▶ [Written instruction]
Reproduce each of the following items line for line, without alteration, and leave the pictures out of your answer.

──────── Records to use ────────

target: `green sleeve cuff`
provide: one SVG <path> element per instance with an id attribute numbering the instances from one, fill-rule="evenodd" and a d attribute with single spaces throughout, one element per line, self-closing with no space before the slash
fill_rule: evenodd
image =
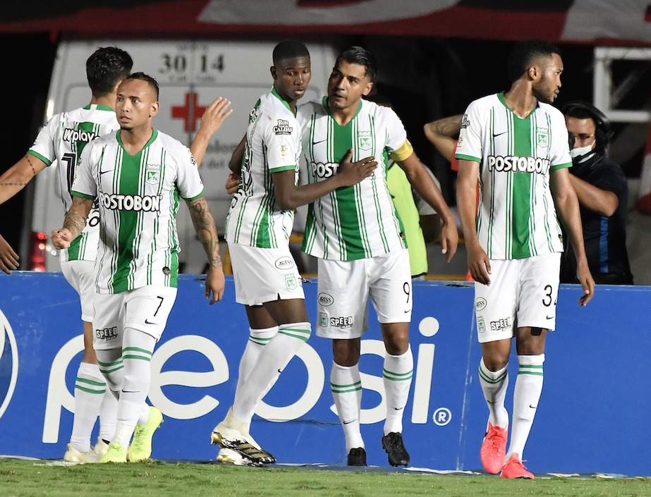
<path id="1" fill-rule="evenodd" d="M 189 199 L 186 199 L 183 197 L 183 200 L 185 200 L 185 202 L 192 202 L 193 200 L 196 200 L 197 199 L 201 198 L 202 197 L 203 197 L 202 190 L 201 190 L 201 192 L 198 195 L 195 195 L 194 197 L 189 198 Z"/>
<path id="2" fill-rule="evenodd" d="M 75 192 L 74 190 L 70 192 L 73 197 L 80 197 L 83 199 L 86 199 L 87 200 L 95 200 L 95 197 L 92 195 L 88 195 L 85 193 L 82 193 L 81 192 Z"/>
<path id="3" fill-rule="evenodd" d="M 464 155 L 463 154 L 455 154 L 454 158 L 456 159 L 461 159 L 463 161 L 472 161 L 473 162 L 477 162 L 477 164 L 482 164 L 482 159 L 479 157 L 473 157 L 472 155 Z"/>
<path id="4" fill-rule="evenodd" d="M 31 150 L 31 149 L 28 150 L 27 153 L 30 154 L 30 155 L 33 155 L 37 159 L 40 159 L 42 161 L 43 161 L 43 162 L 45 163 L 47 166 L 50 166 L 52 164 L 52 161 L 49 159 L 47 159 L 47 157 L 44 157 L 42 155 L 41 155 L 40 154 L 37 152 L 34 152 L 33 150 Z"/>
<path id="5" fill-rule="evenodd" d="M 280 167 L 274 167 L 273 169 L 269 169 L 270 173 L 279 173 L 281 171 L 294 171 L 296 168 L 296 166 L 281 166 Z"/>

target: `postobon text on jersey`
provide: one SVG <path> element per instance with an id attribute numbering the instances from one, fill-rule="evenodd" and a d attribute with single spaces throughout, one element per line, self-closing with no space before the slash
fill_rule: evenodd
<path id="1" fill-rule="evenodd" d="M 105 209 L 115 211 L 159 211 L 162 195 L 123 195 L 99 194 L 99 203 Z"/>

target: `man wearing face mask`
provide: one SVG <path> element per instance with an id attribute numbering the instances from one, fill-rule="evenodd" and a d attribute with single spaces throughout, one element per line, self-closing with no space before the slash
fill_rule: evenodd
<path id="1" fill-rule="evenodd" d="M 628 186 L 621 168 L 606 152 L 613 135 L 610 123 L 585 102 L 568 103 L 563 113 L 572 157 L 570 179 L 578 197 L 590 272 L 597 283 L 632 285 L 626 252 Z M 577 283 L 576 259 L 567 245 L 561 281 Z"/>

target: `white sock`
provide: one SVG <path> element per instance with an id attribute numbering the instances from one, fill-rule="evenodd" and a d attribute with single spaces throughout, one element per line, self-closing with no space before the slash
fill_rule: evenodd
<path id="1" fill-rule="evenodd" d="M 296 351 L 312 333 L 310 323 L 281 324 L 278 333 L 264 345 L 252 374 L 245 380 L 233 403 L 233 415 L 245 426 L 250 424 L 255 407 L 269 391 Z"/>
<path id="2" fill-rule="evenodd" d="M 107 388 L 117 399 L 120 398 L 122 382 L 124 381 L 124 364 L 122 362 L 122 349 L 109 348 L 95 350 L 99 372 L 107 381 Z"/>
<path id="3" fill-rule="evenodd" d="M 330 390 L 346 437 L 346 453 L 351 448 L 364 448 L 360 429 L 362 409 L 362 380 L 359 364 L 340 366 L 333 361 L 330 370 Z"/>
<path id="4" fill-rule="evenodd" d="M 413 376 L 413 355 L 411 345 L 401 355 L 384 356 L 382 380 L 387 395 L 387 419 L 384 434 L 392 431 L 402 433 L 402 417 L 407 405 L 409 387 Z"/>
<path id="5" fill-rule="evenodd" d="M 506 453 L 506 460 L 516 453 L 522 459 L 525 444 L 536 415 L 538 400 L 542 392 L 542 363 L 544 354 L 540 355 L 518 355 L 520 369 L 513 393 L 513 415 L 511 429 L 511 445 Z"/>
<path id="6" fill-rule="evenodd" d="M 506 367 L 498 371 L 490 371 L 482 358 L 479 363 L 479 383 L 488 405 L 488 421 L 494 427 L 508 427 L 509 413 L 504 407 L 506 387 L 509 386 Z"/>
<path id="7" fill-rule="evenodd" d="M 99 407 L 99 434 L 102 440 L 110 442 L 115 435 L 115 424 L 118 417 L 118 399 L 108 388 L 102 398 Z"/>
<path id="8" fill-rule="evenodd" d="M 99 367 L 88 362 L 80 364 L 75 381 L 75 417 L 70 437 L 70 443 L 80 452 L 90 450 L 90 434 L 106 392 L 107 382 Z"/>
<path id="9" fill-rule="evenodd" d="M 249 329 L 249 339 L 246 343 L 246 347 L 244 348 L 244 352 L 242 354 L 240 366 L 238 369 L 238 383 L 235 388 L 236 397 L 238 396 L 238 392 L 255 367 L 257 358 L 264 348 L 264 345 L 269 343 L 276 333 L 278 333 L 278 326 L 258 329 Z M 269 385 L 269 389 L 272 386 L 273 384 Z M 269 391 L 269 389 L 267 389 L 267 391 Z M 260 398 L 263 398 L 266 393 L 267 392 L 264 392 Z"/>
<path id="10" fill-rule="evenodd" d="M 118 402 L 114 437 L 114 441 L 120 442 L 123 447 L 129 445 L 136 424 L 142 424 L 149 419 L 149 407 L 145 400 L 151 384 L 150 362 L 155 345 L 156 339 L 151 335 L 125 328 L 122 342 L 124 381 Z"/>

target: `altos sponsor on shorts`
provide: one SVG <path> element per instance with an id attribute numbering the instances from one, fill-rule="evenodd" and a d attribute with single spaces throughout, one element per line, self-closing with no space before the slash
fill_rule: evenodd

────────

▶ [Task response]
target: `green sleeve cuff`
provide: one SVG <path> element per instance with an id attribute numbering the instances from one, fill-rule="evenodd" and a d attribute with single spaces throughout, one element per line, self-closing with no space before the slash
fill_rule: evenodd
image =
<path id="1" fill-rule="evenodd" d="M 189 199 L 186 199 L 183 197 L 183 200 L 185 200 L 185 202 L 192 202 L 193 200 L 196 200 L 197 199 L 201 198 L 202 197 L 203 197 L 202 190 L 201 190 L 201 192 L 198 195 L 195 195 L 194 197 L 189 198 Z"/>
<path id="2" fill-rule="evenodd" d="M 75 192 L 74 190 L 70 192 L 73 197 L 80 197 L 83 199 L 86 199 L 87 200 L 95 200 L 95 197 L 92 195 L 88 195 L 85 193 L 82 193 L 81 192 Z"/>
<path id="3" fill-rule="evenodd" d="M 464 155 L 463 154 L 455 154 L 454 158 L 456 159 L 461 159 L 463 161 L 472 161 L 473 162 L 477 162 L 477 164 L 482 164 L 482 159 L 479 157 L 473 157 L 472 155 Z"/>
<path id="4" fill-rule="evenodd" d="M 31 150 L 31 149 L 28 150 L 27 153 L 30 154 L 30 155 L 33 155 L 37 159 L 40 159 L 42 161 L 43 161 L 43 162 L 45 163 L 47 166 L 50 166 L 52 164 L 52 161 L 49 159 L 47 159 L 47 157 L 44 157 L 42 155 L 41 155 L 40 154 L 37 152 L 34 152 L 33 150 Z"/>
<path id="5" fill-rule="evenodd" d="M 280 167 L 274 167 L 273 169 L 269 169 L 270 173 L 279 173 L 281 171 L 294 171 L 296 168 L 296 166 L 281 166 Z"/>

target: `postobon text on jersey`
provide: one SVG <path> element per instance with an id attribute numbering the instances from one, fill-rule="evenodd" and a d attribute with single spaces throughout, one element per line, self-closing with no space before the slash
fill_rule: evenodd
<path id="1" fill-rule="evenodd" d="M 105 209 L 115 211 L 159 211 L 162 195 L 123 195 L 99 194 L 99 203 Z"/>

target: `man wearing face mask`
provide: one SVG <path> element per instance with an id attribute numbering the instances from one, fill-rule="evenodd" and a d attribute with single spaces throughout, one element per line, self-closing with no space before the slash
fill_rule: evenodd
<path id="1" fill-rule="evenodd" d="M 628 186 L 621 168 L 606 152 L 613 135 L 610 123 L 585 102 L 568 103 L 563 113 L 572 157 L 570 179 L 578 197 L 590 272 L 597 283 L 632 285 L 626 252 Z M 577 283 L 576 259 L 567 245 L 561 281 Z"/>

target: `white sock`
provide: one SVG <path> element per instance with an id attribute numbering the instances from one, fill-rule="evenodd" and a d attribute with single spaces throughout, one element per line, self-closing with no space before the slash
fill_rule: evenodd
<path id="1" fill-rule="evenodd" d="M 296 351 L 312 333 L 310 323 L 281 324 L 278 333 L 264 345 L 252 374 L 245 380 L 233 403 L 233 415 L 245 426 L 250 424 L 255 407 L 269 391 Z"/>
<path id="2" fill-rule="evenodd" d="M 107 388 L 117 399 L 120 398 L 122 382 L 124 381 L 124 364 L 122 362 L 122 349 L 109 348 L 95 350 L 99 372 L 107 381 Z"/>
<path id="3" fill-rule="evenodd" d="M 330 390 L 346 437 L 346 453 L 351 448 L 364 448 L 360 429 L 362 409 L 362 380 L 359 364 L 340 366 L 333 361 L 330 370 Z"/>
<path id="4" fill-rule="evenodd" d="M 413 376 L 413 355 L 411 345 L 401 355 L 384 356 L 382 380 L 387 395 L 387 419 L 384 434 L 392 431 L 402 433 L 402 417 L 407 405 L 409 387 Z"/>
<path id="5" fill-rule="evenodd" d="M 506 453 L 506 460 L 516 453 L 522 459 L 525 444 L 536 415 L 538 400 L 542 392 L 542 363 L 544 354 L 540 355 L 518 355 L 520 369 L 513 393 L 513 415 L 511 429 L 511 445 Z"/>
<path id="6" fill-rule="evenodd" d="M 506 367 L 498 371 L 490 371 L 482 358 L 479 363 L 479 383 L 488 405 L 488 421 L 494 427 L 508 427 L 509 413 L 504 407 L 506 387 L 509 386 Z"/>
<path id="7" fill-rule="evenodd" d="M 99 407 L 99 434 L 102 440 L 110 442 L 115 435 L 115 424 L 118 417 L 118 399 L 108 388 L 102 398 Z"/>
<path id="8" fill-rule="evenodd" d="M 99 367 L 88 362 L 80 364 L 75 381 L 75 417 L 70 437 L 70 443 L 80 452 L 90 450 L 90 434 L 106 392 L 107 382 Z"/>
<path id="9" fill-rule="evenodd" d="M 249 329 L 249 339 L 246 343 L 246 347 L 244 348 L 244 352 L 242 354 L 240 366 L 238 369 L 238 383 L 235 388 L 236 397 L 238 396 L 238 392 L 255 367 L 257 358 L 264 348 L 264 345 L 269 343 L 276 333 L 278 333 L 278 326 L 258 329 Z M 269 385 L 269 389 L 272 386 L 273 384 Z M 269 391 L 269 389 L 267 389 L 267 391 Z M 260 398 L 263 398 L 266 393 L 267 392 L 264 392 Z"/>
<path id="10" fill-rule="evenodd" d="M 118 402 L 114 437 L 114 441 L 120 442 L 123 447 L 129 445 L 136 424 L 142 424 L 149 419 L 149 407 L 145 400 L 151 384 L 150 362 L 155 345 L 156 339 L 151 335 L 125 328 L 122 342 L 124 381 Z"/>

target: `altos sponsor on shorts`
provide: one SVG <path> element per instance with an id attribute numbering the instances from one, fill-rule="evenodd" and a d attribute with single spaces throughout, one element per line, self-closing with no space before the slash
fill_rule: evenodd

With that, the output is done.